Au sein de l’Union européenne, 85 % des pays membres autorisent l’avortement. Les États qui le prohibent encore sont la Pologne, Chypre, Andorre et Malte, où la religion catholique est très influente. À la suite d’une mobilisation massive des lrlandais-es, un référendum en mai 2018 a ouvert le droit à l’IVG, effectif depuis une loi de décembre dans leur pays. Cependant, dans certaines nations européennes, l’accès à l’avortement, bien que légal, est dans les faits restreint : en Italie, 70 % des médecins refusent de le pratiquer en brandissant leur«clause de conscience».

En Allemagne, deux gynécologues sont poursuivies pour «publicité pour l’IVG» : elles avaient simplement diffusé de l’information sur les méthodes utilisées. Le renforcement des partis d’extrême droite et des groupes antichoix sont également une menace sur ce droit fondamental des femmes.

En Asie, l’avortement est légal dans de nombreux pays. La Corée du Sud vient de juger l’interdiction de l’IVG contraire à la Constitution (lire Femmes ici et ailleurs #31). Cependant, ce droit est parfois détourné pour éviter la naissance de filles.

Consigne:
D'après l'extrait du document, quelle proportion des médecins refusent de pratiquer l'avortement en Italie ? Répondez en une phrase, s'il vous plaît.

Données brutes:
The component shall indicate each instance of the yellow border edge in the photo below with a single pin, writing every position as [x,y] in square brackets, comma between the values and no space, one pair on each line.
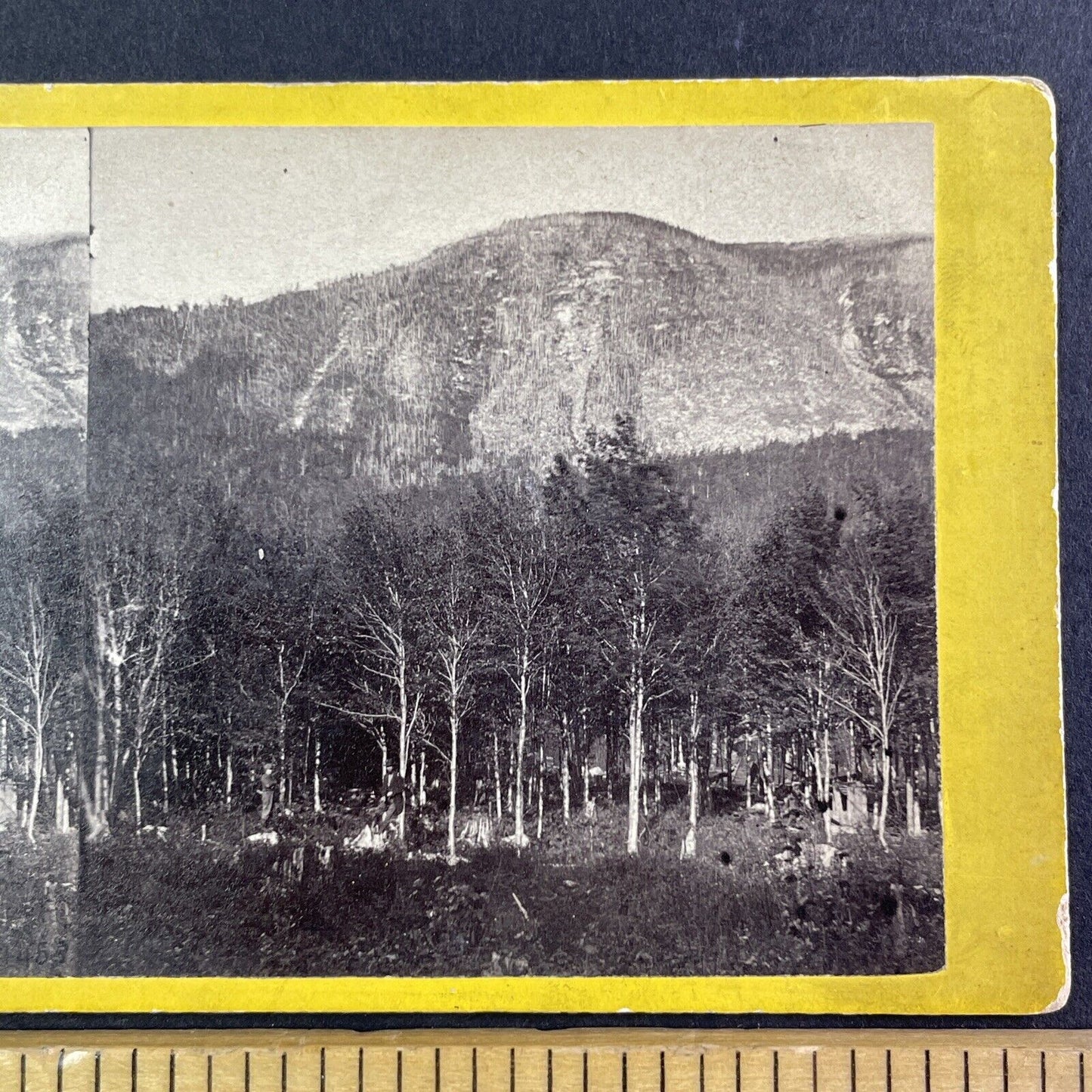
[998,537]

Réponse:
En Italie, 70 % des médecins refusent de pratiquer l'avortement en invoquant leur « clause de conscience ».